____ DOCUMENT SECTION

Court of Appeals of Virginia. Argued at Alexandria, Virginia
Mar 28, 1995
Record No. 2395-93-4 (Va. Ct. App. Mar. 28, 1995)

Opinion

Record No. 2395-93-4

Decided: March 28, 1995

FROM THE CIRCUIT COURT OF FAIRFAX COUNTY, Rosemarie P. Annunziata, Judge

Stephen W. Armstrong for appellant.

Thomas C. Daniel, Assistant Attorney General (James S. Gilmore, III, Attorney General, on brief), for appellee.

Present: Chief Judge Moon, Judge Fitzpatrick and Senior Judge Duff


MEMORANDUM OPINION

Pursuant to Code Sec. 17-116.010 this opinion is not designated for publication.


Robert Troy (appellant) appeals from a judgment of the Circuit Court of Fairfax County, which approved his jury conviction of distributing cocaine on March 18, 1993. He contends that his conviction should be reversed and a new trial ordered because the trial court improperly admitted evidence of other crimes not related to the offense for which he was charged and tried. We disagree and affirm the conviction.

The evidence at trial proved that on March 4, 1993, Investigator Shawn Monaghan, working undercover and accompanied by an informant, went to appellant's Fairfax County home. Appellant admitted Monaghan and the informant to the house. The informant asked for Allyson Friend, appellant's girlfriend, and went to the bedroom to speak to her. After the informant returned, she and Monaghan told appellant that they were looking for some "dope, meaning heroine [sic]" and "rock, meaning crack cocaine." Appellant said that "they" had not used crack since New Year's Eve, but that "they" might have some "shake." The informant went back to the bedroom and emerged with a bag of heroin. Monaghan entered the bedroom, negotiated a price for the heroin and a vial of powder cocaine Friend produced, and paid Friend for the drugs. He and the informant took the drugs and left the house. Appellant was not in the room when Friend sold the drugs to Monaghan.

Monaghan and the informant returned to the house on March 18, 1993. Monaghan asked for Friend because he had purchased drugs from her on the prior occasion. Appellant said that Friend was not there. The investigator asked appellant if he had "anything for sale," and appellant said he had a little "shake" left. From his pocket he produced a vial containing white powder and water. Monaghan purchased the vial, containing powder cocaine, from appellant for ten dollars.

Appellant testified that he was a drug user, but denied selling drugs on March 18. He knew that "shake" was powder cocaine.

Before the trial began, the trial judge ruled that the evidence concerning the March 4 transaction was admissible. The Commonwealth argues that the evidence was admissible to show that appellant knowingly sold cocaine on March 18.

The evidence in dispute tended to prove appellant had possessed drugs and was aware that drugs were being sold at his residence.

________
____ ENTRIES PROVIDED

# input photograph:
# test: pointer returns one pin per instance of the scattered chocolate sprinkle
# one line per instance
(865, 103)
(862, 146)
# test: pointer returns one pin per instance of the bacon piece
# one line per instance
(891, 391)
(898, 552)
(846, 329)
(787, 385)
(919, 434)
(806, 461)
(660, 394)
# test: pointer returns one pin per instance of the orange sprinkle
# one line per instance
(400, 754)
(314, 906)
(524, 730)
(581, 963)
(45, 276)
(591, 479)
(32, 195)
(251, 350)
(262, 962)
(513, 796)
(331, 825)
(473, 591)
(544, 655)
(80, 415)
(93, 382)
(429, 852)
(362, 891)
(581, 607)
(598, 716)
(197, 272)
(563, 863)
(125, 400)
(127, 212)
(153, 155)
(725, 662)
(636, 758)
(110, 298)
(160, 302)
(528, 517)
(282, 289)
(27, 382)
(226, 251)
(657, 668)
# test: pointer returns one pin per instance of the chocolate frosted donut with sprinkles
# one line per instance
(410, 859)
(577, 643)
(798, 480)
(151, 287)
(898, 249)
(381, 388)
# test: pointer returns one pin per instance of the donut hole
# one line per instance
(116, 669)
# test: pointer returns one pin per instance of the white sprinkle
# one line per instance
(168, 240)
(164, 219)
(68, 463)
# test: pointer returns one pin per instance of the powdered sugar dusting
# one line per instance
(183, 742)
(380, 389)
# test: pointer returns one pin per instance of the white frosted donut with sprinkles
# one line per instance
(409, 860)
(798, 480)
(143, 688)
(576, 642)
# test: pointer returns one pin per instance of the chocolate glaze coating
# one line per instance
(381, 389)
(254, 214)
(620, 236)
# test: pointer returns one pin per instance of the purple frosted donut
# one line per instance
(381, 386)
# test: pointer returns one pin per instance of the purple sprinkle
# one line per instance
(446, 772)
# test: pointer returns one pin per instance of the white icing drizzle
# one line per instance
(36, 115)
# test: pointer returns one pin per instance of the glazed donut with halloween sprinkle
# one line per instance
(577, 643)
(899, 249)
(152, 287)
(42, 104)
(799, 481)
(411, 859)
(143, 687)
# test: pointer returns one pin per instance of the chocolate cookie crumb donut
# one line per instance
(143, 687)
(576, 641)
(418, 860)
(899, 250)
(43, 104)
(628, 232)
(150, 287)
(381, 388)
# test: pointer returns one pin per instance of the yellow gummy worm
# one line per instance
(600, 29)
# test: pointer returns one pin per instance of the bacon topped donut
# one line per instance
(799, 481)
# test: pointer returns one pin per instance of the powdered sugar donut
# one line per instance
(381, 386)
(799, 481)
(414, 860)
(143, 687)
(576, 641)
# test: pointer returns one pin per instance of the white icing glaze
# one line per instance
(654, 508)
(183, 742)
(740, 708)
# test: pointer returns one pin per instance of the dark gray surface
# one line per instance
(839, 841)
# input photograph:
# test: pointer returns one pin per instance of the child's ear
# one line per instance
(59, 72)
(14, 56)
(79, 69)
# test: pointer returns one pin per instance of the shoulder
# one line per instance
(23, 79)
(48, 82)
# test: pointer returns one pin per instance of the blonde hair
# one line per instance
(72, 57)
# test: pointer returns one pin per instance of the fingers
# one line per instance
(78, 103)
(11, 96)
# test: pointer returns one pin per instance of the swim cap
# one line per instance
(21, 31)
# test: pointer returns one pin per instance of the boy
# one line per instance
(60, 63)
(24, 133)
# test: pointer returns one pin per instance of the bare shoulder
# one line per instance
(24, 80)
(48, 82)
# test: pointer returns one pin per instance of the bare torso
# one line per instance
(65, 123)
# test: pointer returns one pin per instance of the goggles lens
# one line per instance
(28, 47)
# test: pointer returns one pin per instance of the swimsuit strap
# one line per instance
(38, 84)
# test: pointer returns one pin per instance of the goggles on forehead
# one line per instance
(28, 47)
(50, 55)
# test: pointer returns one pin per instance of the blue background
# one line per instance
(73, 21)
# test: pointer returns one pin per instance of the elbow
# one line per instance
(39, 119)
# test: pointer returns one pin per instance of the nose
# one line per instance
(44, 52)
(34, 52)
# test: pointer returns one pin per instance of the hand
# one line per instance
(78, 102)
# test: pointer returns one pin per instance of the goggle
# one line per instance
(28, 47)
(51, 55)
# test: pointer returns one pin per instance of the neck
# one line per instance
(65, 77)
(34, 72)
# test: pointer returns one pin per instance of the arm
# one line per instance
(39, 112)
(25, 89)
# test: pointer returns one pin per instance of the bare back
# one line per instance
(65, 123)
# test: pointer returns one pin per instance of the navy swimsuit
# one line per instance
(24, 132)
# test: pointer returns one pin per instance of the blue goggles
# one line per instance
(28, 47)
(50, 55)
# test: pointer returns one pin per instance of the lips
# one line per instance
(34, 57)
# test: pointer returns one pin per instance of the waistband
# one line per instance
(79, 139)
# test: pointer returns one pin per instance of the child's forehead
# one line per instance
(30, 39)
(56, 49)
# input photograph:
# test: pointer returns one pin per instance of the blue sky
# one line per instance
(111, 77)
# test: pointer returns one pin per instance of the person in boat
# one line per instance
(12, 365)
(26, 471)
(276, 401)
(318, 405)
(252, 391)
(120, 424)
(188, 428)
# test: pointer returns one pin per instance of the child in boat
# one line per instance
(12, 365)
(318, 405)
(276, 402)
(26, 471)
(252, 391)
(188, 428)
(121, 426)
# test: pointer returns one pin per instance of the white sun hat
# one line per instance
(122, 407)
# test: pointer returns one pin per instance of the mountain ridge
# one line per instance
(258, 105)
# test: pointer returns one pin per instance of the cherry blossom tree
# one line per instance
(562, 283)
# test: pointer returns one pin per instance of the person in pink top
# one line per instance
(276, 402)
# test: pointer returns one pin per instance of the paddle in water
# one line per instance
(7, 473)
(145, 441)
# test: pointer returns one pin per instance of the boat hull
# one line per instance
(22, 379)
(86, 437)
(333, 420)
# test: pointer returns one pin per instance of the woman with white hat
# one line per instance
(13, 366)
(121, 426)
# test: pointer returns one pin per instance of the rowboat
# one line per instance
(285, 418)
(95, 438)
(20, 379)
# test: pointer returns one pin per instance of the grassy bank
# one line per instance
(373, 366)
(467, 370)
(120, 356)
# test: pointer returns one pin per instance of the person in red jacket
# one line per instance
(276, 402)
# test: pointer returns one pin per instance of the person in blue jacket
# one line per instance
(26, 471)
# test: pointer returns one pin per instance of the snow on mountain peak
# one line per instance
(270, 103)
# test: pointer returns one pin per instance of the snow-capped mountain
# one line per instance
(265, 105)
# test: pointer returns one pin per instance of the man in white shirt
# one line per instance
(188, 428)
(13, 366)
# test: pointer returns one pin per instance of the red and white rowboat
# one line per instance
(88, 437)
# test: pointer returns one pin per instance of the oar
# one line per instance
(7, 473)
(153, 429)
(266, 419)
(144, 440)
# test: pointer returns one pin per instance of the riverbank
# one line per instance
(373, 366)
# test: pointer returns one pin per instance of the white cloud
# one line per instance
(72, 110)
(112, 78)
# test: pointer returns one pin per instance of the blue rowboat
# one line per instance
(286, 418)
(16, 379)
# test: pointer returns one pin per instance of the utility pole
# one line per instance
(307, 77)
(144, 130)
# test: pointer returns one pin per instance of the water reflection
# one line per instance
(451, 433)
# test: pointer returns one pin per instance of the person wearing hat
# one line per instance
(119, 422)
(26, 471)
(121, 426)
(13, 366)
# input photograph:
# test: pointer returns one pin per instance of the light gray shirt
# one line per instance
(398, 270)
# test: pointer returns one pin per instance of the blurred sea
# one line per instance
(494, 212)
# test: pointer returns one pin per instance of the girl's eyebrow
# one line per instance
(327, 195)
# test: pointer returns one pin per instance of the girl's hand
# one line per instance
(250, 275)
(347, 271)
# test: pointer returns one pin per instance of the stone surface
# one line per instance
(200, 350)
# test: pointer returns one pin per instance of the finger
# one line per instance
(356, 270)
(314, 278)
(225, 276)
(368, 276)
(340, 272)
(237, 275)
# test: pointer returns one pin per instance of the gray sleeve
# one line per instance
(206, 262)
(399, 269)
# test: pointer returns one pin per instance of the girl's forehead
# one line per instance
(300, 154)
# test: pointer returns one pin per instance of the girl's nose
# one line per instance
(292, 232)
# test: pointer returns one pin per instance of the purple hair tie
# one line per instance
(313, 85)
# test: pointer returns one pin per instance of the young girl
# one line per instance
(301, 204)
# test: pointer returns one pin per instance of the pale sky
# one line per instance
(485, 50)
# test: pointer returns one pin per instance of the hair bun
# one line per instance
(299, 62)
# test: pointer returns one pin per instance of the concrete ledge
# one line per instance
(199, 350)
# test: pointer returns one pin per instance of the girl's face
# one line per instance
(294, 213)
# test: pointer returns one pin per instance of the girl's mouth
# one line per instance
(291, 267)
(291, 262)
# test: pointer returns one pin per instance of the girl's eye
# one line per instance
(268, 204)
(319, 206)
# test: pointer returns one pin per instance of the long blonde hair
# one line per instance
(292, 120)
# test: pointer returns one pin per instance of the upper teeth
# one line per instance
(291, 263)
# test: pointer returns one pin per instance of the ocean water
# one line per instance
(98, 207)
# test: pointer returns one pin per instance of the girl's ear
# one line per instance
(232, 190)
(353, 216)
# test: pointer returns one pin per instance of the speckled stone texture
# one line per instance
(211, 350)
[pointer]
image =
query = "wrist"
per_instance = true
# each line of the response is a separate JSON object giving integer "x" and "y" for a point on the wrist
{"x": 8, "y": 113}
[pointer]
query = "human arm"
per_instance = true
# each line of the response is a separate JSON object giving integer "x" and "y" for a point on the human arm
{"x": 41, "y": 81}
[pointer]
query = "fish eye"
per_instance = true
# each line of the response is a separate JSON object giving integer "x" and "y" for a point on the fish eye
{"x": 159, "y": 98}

________

[REQUEST A]
Summarize the court opinion in two sentences.
[REQUEST B]
Count the lines of the rows that contain the string "child".
The court opinion and the rows come from different sources.

[WORKED SOLUTION A]
Robert Troy appeals his jury conviction in the Circuit Court of Fairfax County for distributing cocaine on March 18, 1993, arguing that the trial court improperly admitted evidence of other crimes, but the appeals court affirms the conviction. The evidence showed that an undercover investigator bought heroin and cocaine from Troy's girlfriend at his home on March 4, then returned on March 18 and bought a vial of powder cocaine from Troy himself for ten dollars.

[WORKED SOLUTION B]
3